◆ REQUIRED WORK
1/ Print the comment thread from "OMIG: Ashamed ." and stop after "for mood swings.".
2/ In the comment thread, who does Mr. Obama say imposed an ironclad filibuster?

Boy was I fooled four years ago. Just a nasty and mean spirited Chicago common thug.
OMIG: Ashamed . . . embarrassed . . . what more is there to say about his childishness?
Fool me once, shame on you- fool me twice shame on me! Not getting my 2012 vote!
There is symptom management for people who suffer from lows & highs: The behavioral symptoms have a psychiatric diagnosis: But can be controlled with Psychotropic medication for mood swings.
WSJ: Whether he regrets pursuing ObamaCare and other liberal social priorities in his first two years rather than focusing on the economy.
"Absolutely not," Mr. Obama told the Iowa journalists. "Remember the context. First of all, Mitch McConnell has imposed an ironclad filibuster from the first day I was in office. And that's not speculation."

[Natural language region descriptions]
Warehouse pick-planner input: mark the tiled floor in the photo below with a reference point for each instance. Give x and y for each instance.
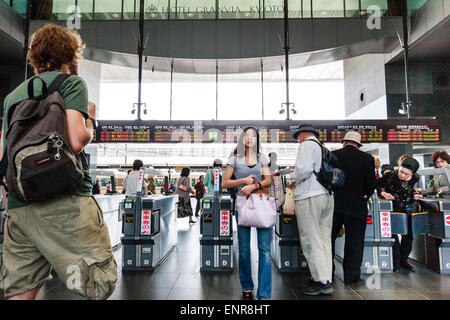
(179, 278)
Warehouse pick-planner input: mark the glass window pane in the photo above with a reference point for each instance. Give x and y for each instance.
(352, 8)
(414, 5)
(154, 9)
(306, 8)
(86, 9)
(20, 6)
(295, 8)
(274, 9)
(61, 8)
(108, 9)
(129, 8)
(194, 96)
(193, 9)
(240, 96)
(239, 9)
(381, 4)
(328, 8)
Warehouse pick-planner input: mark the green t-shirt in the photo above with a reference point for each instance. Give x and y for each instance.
(75, 94)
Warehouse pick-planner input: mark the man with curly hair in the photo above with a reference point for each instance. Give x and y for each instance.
(66, 233)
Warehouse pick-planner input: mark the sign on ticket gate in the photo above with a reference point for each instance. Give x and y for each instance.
(377, 254)
(145, 243)
(216, 231)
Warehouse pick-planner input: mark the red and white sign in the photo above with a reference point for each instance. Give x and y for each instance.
(224, 223)
(385, 223)
(447, 220)
(145, 222)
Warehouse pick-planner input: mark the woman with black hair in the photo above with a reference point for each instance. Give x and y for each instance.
(184, 190)
(250, 167)
(398, 186)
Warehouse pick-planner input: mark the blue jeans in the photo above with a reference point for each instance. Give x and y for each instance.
(264, 262)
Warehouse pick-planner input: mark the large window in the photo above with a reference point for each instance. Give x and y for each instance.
(239, 9)
(328, 8)
(108, 9)
(316, 91)
(193, 9)
(62, 9)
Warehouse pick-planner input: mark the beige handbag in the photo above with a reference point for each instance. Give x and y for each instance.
(289, 202)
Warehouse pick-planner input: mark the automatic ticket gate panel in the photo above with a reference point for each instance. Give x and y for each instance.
(433, 249)
(149, 229)
(286, 250)
(216, 234)
(377, 254)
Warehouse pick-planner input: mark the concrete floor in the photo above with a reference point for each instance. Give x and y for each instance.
(178, 278)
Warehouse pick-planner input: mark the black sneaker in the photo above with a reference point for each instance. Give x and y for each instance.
(318, 288)
(358, 282)
(407, 266)
(247, 295)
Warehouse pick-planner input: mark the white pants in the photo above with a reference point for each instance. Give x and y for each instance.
(315, 221)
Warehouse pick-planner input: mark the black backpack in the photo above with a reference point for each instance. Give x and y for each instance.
(330, 176)
(40, 163)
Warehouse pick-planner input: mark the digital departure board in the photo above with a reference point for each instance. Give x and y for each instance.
(382, 131)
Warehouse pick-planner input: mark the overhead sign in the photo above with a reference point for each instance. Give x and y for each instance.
(387, 131)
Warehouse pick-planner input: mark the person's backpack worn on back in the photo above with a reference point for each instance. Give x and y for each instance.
(41, 163)
(330, 176)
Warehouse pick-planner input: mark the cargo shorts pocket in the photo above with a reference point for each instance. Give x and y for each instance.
(102, 274)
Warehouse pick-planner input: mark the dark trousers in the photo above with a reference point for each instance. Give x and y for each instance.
(354, 244)
(197, 207)
(402, 249)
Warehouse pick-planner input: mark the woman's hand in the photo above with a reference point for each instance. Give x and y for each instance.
(417, 196)
(249, 189)
(387, 196)
(249, 180)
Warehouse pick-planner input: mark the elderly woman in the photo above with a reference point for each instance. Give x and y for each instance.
(398, 186)
(439, 184)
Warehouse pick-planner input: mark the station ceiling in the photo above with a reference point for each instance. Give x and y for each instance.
(322, 72)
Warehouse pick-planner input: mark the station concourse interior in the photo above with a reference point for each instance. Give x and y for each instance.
(221, 65)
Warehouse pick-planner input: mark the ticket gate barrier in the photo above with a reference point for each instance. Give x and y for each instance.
(377, 255)
(216, 234)
(149, 229)
(433, 248)
(286, 250)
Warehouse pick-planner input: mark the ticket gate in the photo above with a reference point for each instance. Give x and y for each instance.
(286, 250)
(216, 234)
(433, 248)
(378, 240)
(216, 231)
(149, 229)
(2, 223)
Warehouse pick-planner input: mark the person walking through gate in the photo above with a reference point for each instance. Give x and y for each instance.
(200, 191)
(314, 211)
(350, 203)
(251, 169)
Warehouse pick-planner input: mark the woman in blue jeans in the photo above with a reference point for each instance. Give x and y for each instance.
(250, 167)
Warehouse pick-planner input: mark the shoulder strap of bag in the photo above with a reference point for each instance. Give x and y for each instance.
(321, 149)
(56, 84)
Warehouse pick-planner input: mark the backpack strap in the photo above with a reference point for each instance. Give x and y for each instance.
(30, 87)
(56, 84)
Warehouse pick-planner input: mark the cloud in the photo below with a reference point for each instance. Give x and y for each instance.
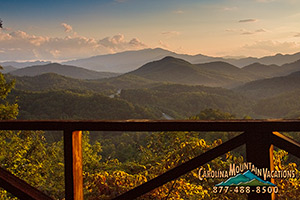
(246, 32)
(264, 1)
(247, 20)
(170, 33)
(230, 8)
(163, 44)
(178, 12)
(68, 28)
(19, 45)
(118, 42)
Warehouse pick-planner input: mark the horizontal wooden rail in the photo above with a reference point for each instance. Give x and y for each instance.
(258, 135)
(153, 125)
(184, 168)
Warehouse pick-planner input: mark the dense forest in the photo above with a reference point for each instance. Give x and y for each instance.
(115, 162)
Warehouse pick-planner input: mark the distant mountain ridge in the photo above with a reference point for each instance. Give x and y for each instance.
(65, 70)
(131, 60)
(175, 70)
(23, 64)
(270, 87)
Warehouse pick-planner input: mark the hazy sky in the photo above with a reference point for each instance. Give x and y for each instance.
(65, 29)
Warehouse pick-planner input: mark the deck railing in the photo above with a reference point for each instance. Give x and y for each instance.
(258, 135)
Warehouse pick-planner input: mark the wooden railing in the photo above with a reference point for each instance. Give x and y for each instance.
(258, 135)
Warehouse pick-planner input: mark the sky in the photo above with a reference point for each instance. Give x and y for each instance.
(60, 30)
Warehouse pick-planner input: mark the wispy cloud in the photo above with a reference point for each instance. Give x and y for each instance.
(247, 20)
(230, 8)
(178, 12)
(120, 1)
(68, 28)
(170, 33)
(246, 32)
(19, 45)
(163, 44)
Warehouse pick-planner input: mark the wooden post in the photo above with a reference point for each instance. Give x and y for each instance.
(259, 151)
(73, 165)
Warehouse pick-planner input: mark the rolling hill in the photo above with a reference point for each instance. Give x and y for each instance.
(60, 104)
(65, 70)
(131, 60)
(174, 70)
(183, 101)
(269, 71)
(270, 87)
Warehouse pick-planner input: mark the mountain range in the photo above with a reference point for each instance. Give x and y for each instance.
(131, 60)
(65, 70)
(127, 61)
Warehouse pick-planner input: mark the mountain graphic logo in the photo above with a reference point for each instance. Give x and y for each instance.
(245, 179)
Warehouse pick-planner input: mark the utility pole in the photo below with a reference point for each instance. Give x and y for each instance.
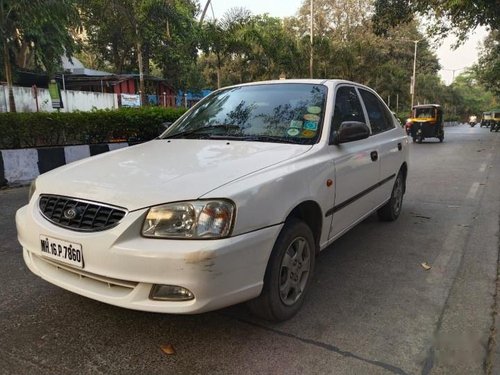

◆ ANSWERS TO THE TASKS
1/
OMIG: Ashamed . . . embarrassed . . . what more is there to say about his childishness?
Fool me once, shame on you- fool me twice shame on me! Not getting my 2012 vote!
There is symptom management for people who suffer from lows & highs: The behavioral symptoms have a psychiatric diagnosis: But can be controlled with Psychotropic medication for mood swings.

2/ Mitch McConnell